───── SOURCE DATA

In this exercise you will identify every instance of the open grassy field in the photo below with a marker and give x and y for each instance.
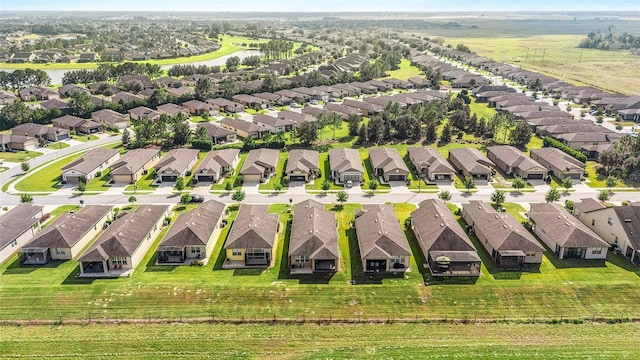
(46, 178)
(229, 45)
(572, 289)
(559, 56)
(18, 156)
(311, 341)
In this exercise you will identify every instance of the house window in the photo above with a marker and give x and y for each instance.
(119, 260)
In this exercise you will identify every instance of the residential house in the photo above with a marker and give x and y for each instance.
(143, 112)
(278, 125)
(9, 142)
(506, 240)
(245, 129)
(430, 164)
(617, 225)
(216, 165)
(346, 165)
(471, 162)
(111, 119)
(383, 245)
(226, 105)
(192, 235)
(173, 110)
(66, 237)
(313, 245)
(79, 125)
(513, 162)
(251, 238)
(45, 133)
(17, 227)
(219, 135)
(259, 165)
(558, 163)
(176, 163)
(119, 250)
(252, 102)
(444, 244)
(302, 165)
(197, 107)
(565, 235)
(89, 165)
(133, 165)
(388, 165)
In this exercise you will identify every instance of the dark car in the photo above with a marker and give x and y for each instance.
(197, 198)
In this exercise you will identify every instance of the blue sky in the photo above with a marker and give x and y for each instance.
(323, 5)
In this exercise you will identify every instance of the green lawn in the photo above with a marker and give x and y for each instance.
(85, 138)
(19, 156)
(313, 341)
(560, 288)
(405, 72)
(234, 178)
(278, 176)
(46, 178)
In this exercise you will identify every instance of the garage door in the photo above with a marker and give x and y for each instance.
(205, 178)
(396, 177)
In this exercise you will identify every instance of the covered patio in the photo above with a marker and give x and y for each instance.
(453, 263)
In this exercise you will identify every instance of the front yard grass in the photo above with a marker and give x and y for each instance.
(18, 156)
(46, 178)
(279, 175)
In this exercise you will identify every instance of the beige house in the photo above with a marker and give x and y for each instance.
(176, 163)
(383, 245)
(118, 251)
(193, 235)
(302, 165)
(444, 244)
(617, 225)
(89, 165)
(133, 165)
(471, 162)
(259, 165)
(66, 237)
(17, 227)
(388, 165)
(313, 245)
(251, 239)
(508, 243)
(217, 164)
(430, 164)
(565, 235)
(514, 162)
(346, 165)
(111, 119)
(559, 163)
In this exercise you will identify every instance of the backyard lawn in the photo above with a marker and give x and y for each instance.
(561, 288)
(313, 341)
(46, 178)
(18, 156)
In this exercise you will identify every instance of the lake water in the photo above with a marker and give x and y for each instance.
(56, 75)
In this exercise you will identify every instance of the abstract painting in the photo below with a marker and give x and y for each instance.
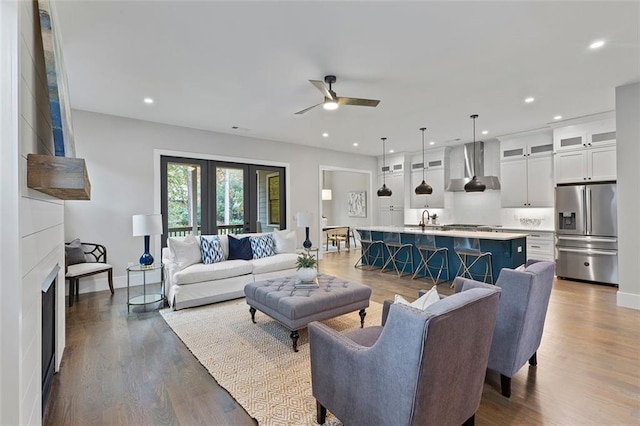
(56, 84)
(357, 204)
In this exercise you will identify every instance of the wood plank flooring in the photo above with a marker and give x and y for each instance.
(131, 369)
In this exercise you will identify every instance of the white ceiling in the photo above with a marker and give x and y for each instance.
(213, 65)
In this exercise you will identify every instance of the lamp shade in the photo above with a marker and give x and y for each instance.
(304, 219)
(147, 224)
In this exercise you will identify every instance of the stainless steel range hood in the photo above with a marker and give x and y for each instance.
(473, 166)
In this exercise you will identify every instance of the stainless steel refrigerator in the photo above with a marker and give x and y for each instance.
(587, 232)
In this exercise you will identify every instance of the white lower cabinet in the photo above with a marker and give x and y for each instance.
(540, 244)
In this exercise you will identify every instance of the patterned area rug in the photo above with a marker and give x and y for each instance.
(255, 363)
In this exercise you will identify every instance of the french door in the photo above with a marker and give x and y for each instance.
(206, 197)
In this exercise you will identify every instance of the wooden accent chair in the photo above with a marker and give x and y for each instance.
(95, 262)
(421, 368)
(336, 236)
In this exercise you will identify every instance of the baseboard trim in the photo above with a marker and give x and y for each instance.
(628, 300)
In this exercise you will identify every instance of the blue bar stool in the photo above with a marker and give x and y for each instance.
(426, 246)
(469, 253)
(372, 251)
(395, 247)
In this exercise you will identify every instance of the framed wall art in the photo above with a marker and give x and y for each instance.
(357, 204)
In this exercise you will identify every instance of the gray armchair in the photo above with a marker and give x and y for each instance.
(521, 316)
(421, 368)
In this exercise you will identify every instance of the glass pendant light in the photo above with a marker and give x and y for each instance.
(384, 191)
(424, 188)
(474, 185)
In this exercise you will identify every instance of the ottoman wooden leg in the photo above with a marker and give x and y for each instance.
(294, 336)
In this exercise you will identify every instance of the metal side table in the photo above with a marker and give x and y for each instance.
(145, 298)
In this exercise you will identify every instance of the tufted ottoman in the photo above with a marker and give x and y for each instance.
(295, 308)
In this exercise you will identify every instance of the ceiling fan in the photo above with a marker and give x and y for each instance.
(331, 100)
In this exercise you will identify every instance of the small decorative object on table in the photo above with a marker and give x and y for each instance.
(306, 265)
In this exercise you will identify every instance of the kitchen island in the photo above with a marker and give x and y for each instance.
(509, 250)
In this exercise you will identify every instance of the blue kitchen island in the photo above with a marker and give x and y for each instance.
(509, 250)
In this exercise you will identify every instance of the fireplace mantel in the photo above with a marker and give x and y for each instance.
(62, 177)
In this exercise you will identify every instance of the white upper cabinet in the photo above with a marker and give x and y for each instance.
(591, 160)
(434, 174)
(526, 170)
(533, 145)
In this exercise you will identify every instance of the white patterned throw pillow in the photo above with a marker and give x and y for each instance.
(211, 249)
(184, 251)
(423, 302)
(262, 246)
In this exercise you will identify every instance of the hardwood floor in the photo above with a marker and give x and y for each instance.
(121, 368)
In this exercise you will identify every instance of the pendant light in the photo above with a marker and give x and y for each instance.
(474, 185)
(384, 191)
(424, 188)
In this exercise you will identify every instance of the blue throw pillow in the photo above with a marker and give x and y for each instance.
(240, 248)
(262, 246)
(211, 250)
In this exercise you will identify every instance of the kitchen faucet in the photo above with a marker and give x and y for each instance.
(422, 222)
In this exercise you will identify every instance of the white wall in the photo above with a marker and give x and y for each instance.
(32, 222)
(628, 154)
(119, 153)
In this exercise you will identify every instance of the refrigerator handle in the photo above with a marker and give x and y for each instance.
(587, 210)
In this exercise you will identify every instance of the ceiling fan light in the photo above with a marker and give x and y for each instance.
(474, 185)
(330, 105)
(424, 189)
(384, 191)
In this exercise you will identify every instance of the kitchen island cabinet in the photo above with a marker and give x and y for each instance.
(509, 250)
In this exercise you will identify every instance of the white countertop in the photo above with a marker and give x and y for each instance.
(433, 230)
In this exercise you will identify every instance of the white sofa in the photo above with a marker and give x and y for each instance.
(199, 284)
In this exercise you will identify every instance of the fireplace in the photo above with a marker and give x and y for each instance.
(48, 333)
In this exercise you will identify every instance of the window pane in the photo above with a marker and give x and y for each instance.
(229, 200)
(183, 199)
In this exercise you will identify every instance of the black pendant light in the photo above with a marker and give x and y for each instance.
(424, 188)
(474, 185)
(384, 191)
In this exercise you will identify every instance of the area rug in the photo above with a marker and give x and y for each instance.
(255, 363)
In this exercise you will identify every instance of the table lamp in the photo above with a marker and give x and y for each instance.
(305, 219)
(146, 225)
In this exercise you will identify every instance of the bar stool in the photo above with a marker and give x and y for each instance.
(426, 246)
(372, 251)
(469, 253)
(394, 247)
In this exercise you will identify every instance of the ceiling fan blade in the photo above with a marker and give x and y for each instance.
(358, 101)
(321, 87)
(307, 109)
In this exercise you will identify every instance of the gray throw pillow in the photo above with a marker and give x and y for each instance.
(74, 252)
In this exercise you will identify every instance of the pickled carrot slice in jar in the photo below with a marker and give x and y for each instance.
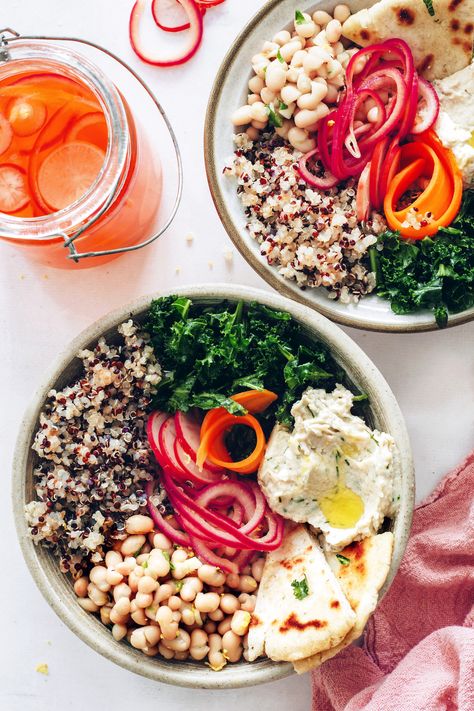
(68, 172)
(13, 188)
(26, 116)
(6, 134)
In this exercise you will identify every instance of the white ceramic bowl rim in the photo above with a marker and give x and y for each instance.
(56, 587)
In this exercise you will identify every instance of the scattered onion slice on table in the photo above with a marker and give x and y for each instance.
(160, 59)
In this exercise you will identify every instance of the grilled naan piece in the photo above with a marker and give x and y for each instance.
(441, 43)
(301, 609)
(361, 580)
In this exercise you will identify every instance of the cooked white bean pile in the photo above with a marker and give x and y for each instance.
(164, 601)
(297, 78)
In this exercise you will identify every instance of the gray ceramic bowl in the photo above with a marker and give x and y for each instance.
(57, 588)
(228, 93)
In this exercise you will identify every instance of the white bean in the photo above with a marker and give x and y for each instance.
(258, 112)
(198, 647)
(88, 605)
(275, 77)
(241, 116)
(290, 93)
(304, 83)
(298, 58)
(232, 646)
(310, 101)
(207, 602)
(288, 49)
(255, 85)
(98, 576)
(119, 632)
(216, 658)
(164, 617)
(267, 96)
(210, 575)
(341, 13)
(112, 559)
(321, 18)
(252, 98)
(132, 545)
(80, 586)
(333, 31)
(180, 643)
(240, 622)
(282, 37)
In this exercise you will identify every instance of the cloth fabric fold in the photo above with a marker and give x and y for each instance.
(418, 651)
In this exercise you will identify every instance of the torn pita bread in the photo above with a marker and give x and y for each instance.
(286, 628)
(441, 43)
(361, 581)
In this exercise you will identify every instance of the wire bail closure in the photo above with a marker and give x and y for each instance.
(70, 239)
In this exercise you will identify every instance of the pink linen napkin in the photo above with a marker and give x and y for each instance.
(418, 652)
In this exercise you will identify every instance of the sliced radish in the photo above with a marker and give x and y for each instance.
(6, 134)
(187, 463)
(169, 11)
(68, 172)
(160, 59)
(13, 188)
(188, 431)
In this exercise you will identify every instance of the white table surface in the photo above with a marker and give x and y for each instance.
(42, 309)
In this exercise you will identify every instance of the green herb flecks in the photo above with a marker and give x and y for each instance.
(300, 588)
(300, 19)
(434, 273)
(429, 7)
(274, 118)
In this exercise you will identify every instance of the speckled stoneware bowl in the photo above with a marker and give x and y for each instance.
(57, 588)
(228, 93)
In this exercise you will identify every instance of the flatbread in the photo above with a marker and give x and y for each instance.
(441, 43)
(286, 628)
(361, 581)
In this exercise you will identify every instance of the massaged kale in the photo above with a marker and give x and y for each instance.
(435, 273)
(210, 353)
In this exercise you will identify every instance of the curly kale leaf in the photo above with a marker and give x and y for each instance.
(435, 273)
(210, 353)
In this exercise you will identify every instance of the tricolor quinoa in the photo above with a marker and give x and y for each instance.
(312, 237)
(93, 453)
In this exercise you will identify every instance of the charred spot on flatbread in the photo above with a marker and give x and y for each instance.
(405, 16)
(293, 623)
(426, 63)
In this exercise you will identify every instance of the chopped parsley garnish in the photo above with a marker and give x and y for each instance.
(300, 588)
(300, 19)
(274, 118)
(429, 6)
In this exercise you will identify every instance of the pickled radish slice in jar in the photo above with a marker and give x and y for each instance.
(68, 172)
(13, 188)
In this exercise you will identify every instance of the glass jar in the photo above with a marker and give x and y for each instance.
(120, 210)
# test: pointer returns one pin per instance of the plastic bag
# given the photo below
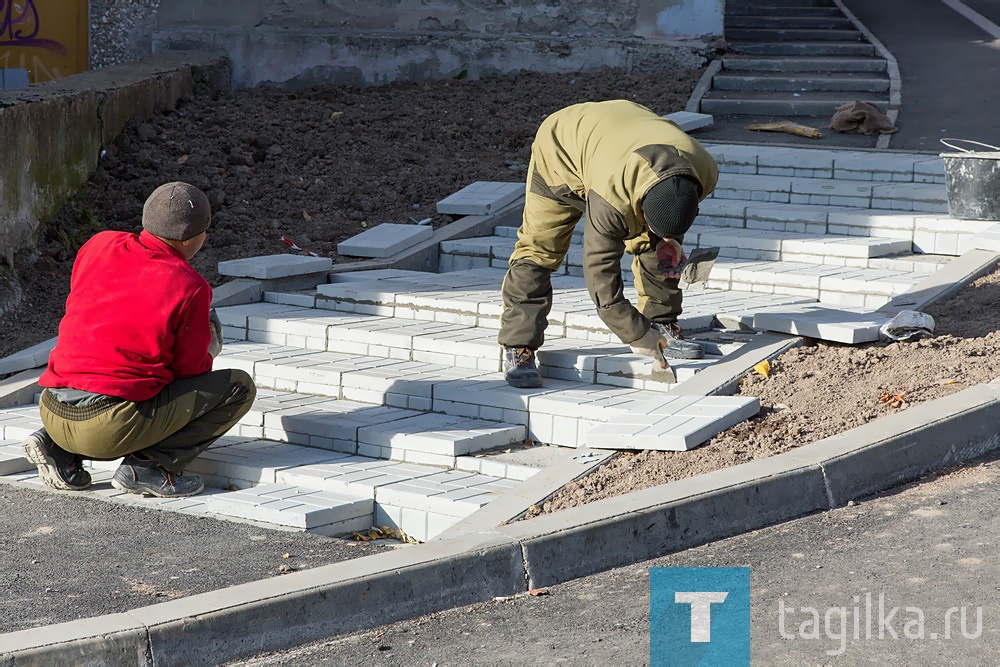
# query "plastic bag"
(908, 324)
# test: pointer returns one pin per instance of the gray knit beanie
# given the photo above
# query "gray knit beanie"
(176, 211)
(671, 206)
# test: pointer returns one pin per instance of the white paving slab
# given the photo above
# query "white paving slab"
(358, 475)
(480, 198)
(689, 120)
(673, 423)
(287, 505)
(274, 266)
(254, 462)
(427, 506)
(841, 325)
(12, 459)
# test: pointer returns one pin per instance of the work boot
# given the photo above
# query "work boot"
(141, 475)
(58, 468)
(677, 347)
(519, 368)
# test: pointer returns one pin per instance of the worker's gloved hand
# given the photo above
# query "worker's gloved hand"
(651, 345)
(670, 258)
(215, 324)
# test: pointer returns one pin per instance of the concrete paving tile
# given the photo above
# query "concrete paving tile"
(384, 240)
(480, 198)
(286, 505)
(20, 422)
(688, 120)
(254, 462)
(237, 316)
(675, 423)
(274, 266)
(357, 474)
(442, 434)
(493, 393)
(841, 325)
(12, 459)
(298, 299)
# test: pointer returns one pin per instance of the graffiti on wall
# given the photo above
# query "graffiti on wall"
(20, 25)
(45, 41)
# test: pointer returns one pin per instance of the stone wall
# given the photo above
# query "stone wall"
(368, 42)
(53, 134)
(121, 31)
(294, 43)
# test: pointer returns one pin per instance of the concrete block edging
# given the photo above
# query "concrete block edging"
(277, 613)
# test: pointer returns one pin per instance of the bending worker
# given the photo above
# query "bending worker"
(639, 179)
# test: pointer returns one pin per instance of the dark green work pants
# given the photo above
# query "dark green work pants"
(172, 428)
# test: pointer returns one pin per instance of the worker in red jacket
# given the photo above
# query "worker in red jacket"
(131, 373)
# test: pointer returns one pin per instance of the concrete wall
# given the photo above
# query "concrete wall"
(369, 42)
(121, 31)
(53, 132)
(592, 18)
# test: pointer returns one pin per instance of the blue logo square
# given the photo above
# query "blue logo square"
(699, 616)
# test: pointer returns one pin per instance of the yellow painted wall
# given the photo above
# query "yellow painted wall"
(46, 37)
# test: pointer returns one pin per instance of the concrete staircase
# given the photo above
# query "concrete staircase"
(794, 59)
(381, 400)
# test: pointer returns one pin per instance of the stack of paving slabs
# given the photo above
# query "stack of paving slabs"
(381, 398)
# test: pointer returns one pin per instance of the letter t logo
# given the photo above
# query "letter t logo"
(701, 611)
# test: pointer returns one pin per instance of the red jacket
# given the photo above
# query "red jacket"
(137, 318)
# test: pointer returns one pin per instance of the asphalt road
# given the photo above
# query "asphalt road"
(950, 70)
(67, 557)
(925, 549)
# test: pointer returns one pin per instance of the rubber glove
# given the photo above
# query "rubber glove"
(215, 324)
(670, 259)
(651, 345)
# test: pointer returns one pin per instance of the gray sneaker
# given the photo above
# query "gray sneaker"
(57, 468)
(519, 368)
(677, 347)
(137, 475)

──────────

**REQUIREMENT**
Please quote nothing but the lines from the line with "# test: pointer returns one pin per instance of the blue" through the end of the data above, exactly as written, ends included.

**COMPLETED TASK**
# test: pointer returns one pin per instance of the blue logo square
# given the photo above
# query "blue logo square"
(699, 616)
# test: pointer returns one pin per instance of the yellow painted wall
# given the photo above
# query "yellow painted wall"
(46, 37)
# test: pointer returns one pin per instance of the concrete staircase
# given the photo above
# query "concrete staircase"
(794, 59)
(381, 400)
# test: pointer returns one pin per instance of the stack of paving slabs
# given the photo above
# query "stack of paving slabs"
(381, 398)
# test: pointer returns one pin per instance of the letter t logo
# given the photo above
# query "letter t logo"
(701, 611)
# test: pointer returns one pin per instance of the red jacket
# given the photo above
# query "red jacket"
(137, 318)
# test: pointer returns one pin per instance of the asphalt road
# given the photo above
# query "asphalt road"
(950, 70)
(67, 557)
(925, 549)
# test: pointer returns one pin per instance of the rubber glove
# given the photo above
# query "rubber glove"
(215, 324)
(670, 259)
(651, 345)
# test: pointer returns one pin per instance of the gray sneaker
# given the photo above
# query "gray sneaker"
(57, 468)
(519, 368)
(677, 347)
(137, 475)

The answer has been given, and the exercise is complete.